Written tasks:
(a) In the text on easements, how long must someone use land continuously to establish an easement by prescription?
(b) Write a continuation of the text on easements, starting after its final sentence.

Selected passage:
▬▬▬▬▬▬▬▬▬▬
What is an easement?

An easement is a right over a piece of land or property.

It is a legal permission that enables someone to use someone else's property or land for a particular purpose, even when they do not own the property themselves.

How are easements created?

There are various ways in which a legal easement can be established, such as the following:

  • Easement by express grant – The easement may be documented through a Deed of Grant specifying the terms of the easement. Alternatively, the grant could be included as a clause in a conveyance deed or a transfer deed.
  • Easement by necessity – An easement by necessity is often seen in cases where a landowner cannot access their land without crossing neighbouring land.
  • Easement by prescription – To establish this type of easement, otherwise known as a "prescriptive" easement, a person must openly and consistently use the land in a way that could be considered an easement without using force, keeping it secret, or obtaining permission, and they must do so continuously for a statutory period of at least twenty years.

Easements can include rights of way, rights to light, utility and drainage easements, and parking easements.

Easement disputes can arise due to disagreements between property owners regarding the scope, extent, or terms of the easement, unauthorised alterations or obstructions, changes in land use, or disputes over the continued need for the easement.

Our property litigation team have extensive experience assisting with easement disputes.

Seek legal advice from Myerson Solicitors if you need professional counsel.

What is a right of way?

A "right of way," is a type of easement. It is the right for one owner to cross over someone else's land.
▬▬▬▬▬▬▬▬▬▬
Dataset extract:
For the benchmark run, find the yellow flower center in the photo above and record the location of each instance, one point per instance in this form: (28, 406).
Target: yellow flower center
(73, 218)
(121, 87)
▬▬▬▬▬▬▬▬▬▬
Answers to the tasks:
(a) At least twenty years.

(b)
Without a landowner's permission or a formal agreement, going onto someone else's property would generally be considered trespassing, which is against the law.

What is a right to light?

Another common type of easement is the "right to light."

This means property owners have the legal right to receive natural sunlight through their windows without anything blocking it.

A "right to light" helps make sure homes and buildings have a minimum level of light through their windows.

Can an easement be challenged?

An easement can be challenged in certain situations. 

Common reasons for challenging an easement include disputing its validity, claiming that it has been abandoned or no longer serves a purpose, or arguing that the terms of the easement are being violated (for example, if the use of the easement exceeds the scope of its grant). 

Challenging an easement typically involves legal proceedings, and the outcome depends on various factors, including the specific circumstances and applicable laws. 

It's advisable to consult with a legal professional, such as a member of Myerson Solicitors' Property Litigation team, if you are considering challenging an easement or if you believe your rights related to an easement are being violated.

What happens if you breach an easement?

If you breach an easement, you may face legal action, such as a lawsuit by the easement holder seeking to enforce their rights, remove any obstructions, or claim damages resulting from the breach.

If you have breached an easement, you may want to seek legal advice.

Can a neighbour block your right of way?

Usually, a neighbour cannot block your legal right of way. If you have a legal right to use a part of their land, obstructing it could violate your rights. 

However, this can vary by location and can also depend on the terms of the deed of easement (if there is one), so it's a good idea to consult with Myerson Solicitors if you face this issue.

What happens if somebody interferes with my right of way?

To pursue a claim of interference, the affected party must demonstrate their entitlement to the easement, specify its nature, and establish that the interference is significant.

Not every minor infringement on your right of way will result in a need for legal action.

For the infringement to be actionable, the interference must be substantial enough to affect your use of the right of way in a noticeable and inconvenient manner.

A trivial impact will not give rise to a claim.

The remedies available if there is an interference include:

  • A declaration from the Court confirming the easement and defining the extent of it.
  • The easement holder can request a court-issued injunction to stop the interference or prevent further violations of the easement.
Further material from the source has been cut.